Collection entries

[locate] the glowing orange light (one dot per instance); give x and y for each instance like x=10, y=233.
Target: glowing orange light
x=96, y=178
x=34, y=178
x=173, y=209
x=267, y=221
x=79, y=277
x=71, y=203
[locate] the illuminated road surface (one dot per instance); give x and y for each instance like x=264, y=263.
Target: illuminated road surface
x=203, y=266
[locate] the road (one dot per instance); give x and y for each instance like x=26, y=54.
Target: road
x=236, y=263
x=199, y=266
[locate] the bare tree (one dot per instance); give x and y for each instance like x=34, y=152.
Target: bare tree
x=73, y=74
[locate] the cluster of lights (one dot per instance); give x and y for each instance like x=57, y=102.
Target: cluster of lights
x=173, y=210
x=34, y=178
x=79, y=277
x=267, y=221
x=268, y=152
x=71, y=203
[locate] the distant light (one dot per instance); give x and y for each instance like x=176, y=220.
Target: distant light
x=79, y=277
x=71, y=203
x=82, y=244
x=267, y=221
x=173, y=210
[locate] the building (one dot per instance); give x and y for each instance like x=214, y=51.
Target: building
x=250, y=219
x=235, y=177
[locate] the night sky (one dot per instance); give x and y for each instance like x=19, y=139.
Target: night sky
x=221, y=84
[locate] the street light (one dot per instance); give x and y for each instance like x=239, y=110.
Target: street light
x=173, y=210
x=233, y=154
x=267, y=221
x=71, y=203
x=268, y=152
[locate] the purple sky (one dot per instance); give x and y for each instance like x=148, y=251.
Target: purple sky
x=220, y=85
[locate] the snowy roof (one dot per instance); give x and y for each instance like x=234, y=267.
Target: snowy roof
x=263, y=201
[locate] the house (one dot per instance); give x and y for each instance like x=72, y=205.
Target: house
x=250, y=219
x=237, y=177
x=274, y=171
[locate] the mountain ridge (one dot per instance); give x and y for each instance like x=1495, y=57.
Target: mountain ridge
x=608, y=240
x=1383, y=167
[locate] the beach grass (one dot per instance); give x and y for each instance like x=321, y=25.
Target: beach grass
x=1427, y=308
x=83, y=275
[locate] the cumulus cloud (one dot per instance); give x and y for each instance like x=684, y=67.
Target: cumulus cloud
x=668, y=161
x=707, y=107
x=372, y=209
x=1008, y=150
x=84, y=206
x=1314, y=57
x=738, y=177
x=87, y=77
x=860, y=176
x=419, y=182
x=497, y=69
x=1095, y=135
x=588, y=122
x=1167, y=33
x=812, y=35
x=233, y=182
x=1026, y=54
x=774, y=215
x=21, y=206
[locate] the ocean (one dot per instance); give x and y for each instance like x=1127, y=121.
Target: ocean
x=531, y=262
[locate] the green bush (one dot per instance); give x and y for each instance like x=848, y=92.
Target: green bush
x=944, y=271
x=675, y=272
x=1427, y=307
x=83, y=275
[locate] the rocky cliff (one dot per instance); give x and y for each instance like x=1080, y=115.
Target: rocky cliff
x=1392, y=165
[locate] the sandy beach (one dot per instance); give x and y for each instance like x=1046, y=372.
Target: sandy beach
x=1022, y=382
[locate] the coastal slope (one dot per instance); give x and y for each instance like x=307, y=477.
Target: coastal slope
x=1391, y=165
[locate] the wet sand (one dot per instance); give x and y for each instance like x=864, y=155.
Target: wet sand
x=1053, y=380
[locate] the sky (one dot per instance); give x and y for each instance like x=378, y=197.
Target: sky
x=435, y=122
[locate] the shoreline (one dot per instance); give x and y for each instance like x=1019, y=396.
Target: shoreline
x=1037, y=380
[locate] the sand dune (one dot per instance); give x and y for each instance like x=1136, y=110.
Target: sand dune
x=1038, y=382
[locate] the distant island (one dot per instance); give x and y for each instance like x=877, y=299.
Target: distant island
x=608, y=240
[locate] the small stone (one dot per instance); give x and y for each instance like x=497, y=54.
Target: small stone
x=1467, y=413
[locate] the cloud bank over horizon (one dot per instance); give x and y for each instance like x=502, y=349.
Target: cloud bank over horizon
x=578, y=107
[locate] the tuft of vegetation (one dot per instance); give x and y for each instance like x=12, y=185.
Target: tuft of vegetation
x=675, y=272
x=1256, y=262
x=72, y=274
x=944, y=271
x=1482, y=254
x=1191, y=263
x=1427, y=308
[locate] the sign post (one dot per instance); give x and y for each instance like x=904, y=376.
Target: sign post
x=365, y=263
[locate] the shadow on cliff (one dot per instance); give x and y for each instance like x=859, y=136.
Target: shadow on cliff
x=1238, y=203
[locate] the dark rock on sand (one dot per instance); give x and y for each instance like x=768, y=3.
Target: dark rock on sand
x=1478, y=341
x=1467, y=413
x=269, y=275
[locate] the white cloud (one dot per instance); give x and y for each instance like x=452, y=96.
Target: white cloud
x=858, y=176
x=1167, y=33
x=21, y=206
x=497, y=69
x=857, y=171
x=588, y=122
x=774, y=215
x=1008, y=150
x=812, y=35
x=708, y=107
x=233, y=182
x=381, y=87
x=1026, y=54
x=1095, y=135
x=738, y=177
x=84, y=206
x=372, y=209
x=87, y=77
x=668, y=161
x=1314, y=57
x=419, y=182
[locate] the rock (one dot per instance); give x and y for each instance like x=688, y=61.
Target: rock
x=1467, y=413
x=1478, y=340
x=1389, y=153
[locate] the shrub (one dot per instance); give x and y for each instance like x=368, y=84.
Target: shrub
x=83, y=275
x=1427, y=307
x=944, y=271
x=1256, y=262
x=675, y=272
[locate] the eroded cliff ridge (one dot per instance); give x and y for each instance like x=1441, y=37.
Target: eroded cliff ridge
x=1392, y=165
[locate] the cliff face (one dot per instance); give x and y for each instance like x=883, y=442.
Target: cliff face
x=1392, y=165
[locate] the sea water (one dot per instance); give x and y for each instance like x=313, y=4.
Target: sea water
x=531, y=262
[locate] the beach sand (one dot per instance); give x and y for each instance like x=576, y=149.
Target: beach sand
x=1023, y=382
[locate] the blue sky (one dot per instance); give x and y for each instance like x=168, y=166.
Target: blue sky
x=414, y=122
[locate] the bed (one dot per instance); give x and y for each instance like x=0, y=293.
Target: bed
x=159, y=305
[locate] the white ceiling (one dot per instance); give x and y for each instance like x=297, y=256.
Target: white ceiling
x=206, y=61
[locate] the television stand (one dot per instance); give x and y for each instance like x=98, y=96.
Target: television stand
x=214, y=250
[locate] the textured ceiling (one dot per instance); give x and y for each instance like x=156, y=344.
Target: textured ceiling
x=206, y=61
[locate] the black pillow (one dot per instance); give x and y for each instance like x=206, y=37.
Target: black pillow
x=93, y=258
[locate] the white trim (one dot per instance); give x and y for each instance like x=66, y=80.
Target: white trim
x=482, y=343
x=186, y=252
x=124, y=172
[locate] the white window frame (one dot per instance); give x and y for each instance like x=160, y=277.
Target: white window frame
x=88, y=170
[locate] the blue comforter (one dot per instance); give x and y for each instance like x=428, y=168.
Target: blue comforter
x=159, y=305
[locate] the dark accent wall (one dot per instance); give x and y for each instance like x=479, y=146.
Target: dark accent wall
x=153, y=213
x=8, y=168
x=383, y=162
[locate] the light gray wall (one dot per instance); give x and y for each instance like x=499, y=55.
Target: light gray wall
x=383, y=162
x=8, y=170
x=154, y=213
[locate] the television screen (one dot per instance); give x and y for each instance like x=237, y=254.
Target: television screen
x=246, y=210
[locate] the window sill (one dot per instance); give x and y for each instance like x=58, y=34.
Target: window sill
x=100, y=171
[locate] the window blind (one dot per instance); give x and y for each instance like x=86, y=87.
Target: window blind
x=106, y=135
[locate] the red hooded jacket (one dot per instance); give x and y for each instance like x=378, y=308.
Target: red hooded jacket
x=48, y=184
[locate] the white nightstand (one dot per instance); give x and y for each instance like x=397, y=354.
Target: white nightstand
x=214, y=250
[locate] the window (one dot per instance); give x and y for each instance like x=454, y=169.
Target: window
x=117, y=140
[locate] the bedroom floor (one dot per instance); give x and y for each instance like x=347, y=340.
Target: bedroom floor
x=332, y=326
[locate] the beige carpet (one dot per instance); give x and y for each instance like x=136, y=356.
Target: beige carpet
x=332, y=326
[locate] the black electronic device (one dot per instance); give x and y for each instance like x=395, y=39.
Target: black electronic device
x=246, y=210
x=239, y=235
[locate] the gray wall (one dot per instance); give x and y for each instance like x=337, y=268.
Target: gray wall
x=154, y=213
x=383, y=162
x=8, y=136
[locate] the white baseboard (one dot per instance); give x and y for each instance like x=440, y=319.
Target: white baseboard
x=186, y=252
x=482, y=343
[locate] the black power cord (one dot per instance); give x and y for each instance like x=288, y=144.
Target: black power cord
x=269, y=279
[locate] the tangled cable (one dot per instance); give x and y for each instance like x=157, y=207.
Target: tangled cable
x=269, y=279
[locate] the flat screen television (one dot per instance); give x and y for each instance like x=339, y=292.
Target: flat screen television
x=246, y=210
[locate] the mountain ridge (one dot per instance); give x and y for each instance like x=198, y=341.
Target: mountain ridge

> [Task to complete] Repeat precisely the lines of the data starting at the one containing "[locate] the bedroom", last line included.

> [Response to the task]
[locate] the bedroom floor (one dot per instance); give x and y for each instance like x=347, y=340.
Target: bedroom floor
x=332, y=326
[locate] the beige carpet (one dot per instance); give x and y for each instance like x=136, y=356.
Target: beige carpet
x=332, y=326
[locate] the black electronic device (one dot per instance); give x and y for each instance like x=395, y=39.
Target: black electronic device
x=246, y=210
x=239, y=235
[locate] the gray wall (one dot per instance); give x and y for each instance like x=337, y=268.
Target: gray wall
x=154, y=213
x=383, y=162
x=8, y=136
[locate] the white baseboard (one dot per instance); give x and y for each instance like x=440, y=319.
Target: white baseboard
x=186, y=252
x=482, y=343
[locate] the black power cord (one dot per instance); give x and y for each instance like x=288, y=144.
Target: black power cord
x=269, y=279
[locate] the tangled cable (one dot per instance); give x and y for each instance like x=157, y=207.
Target: tangled cable
x=269, y=279
[locate] the flat screen television (one dot per instance); give x and y for each instance like x=339, y=292.
Target: flat screen television
x=246, y=210
[locate] the mountain ridge (one dot per instance); give x and y for each instance like x=198, y=341.
Target: mountain ridge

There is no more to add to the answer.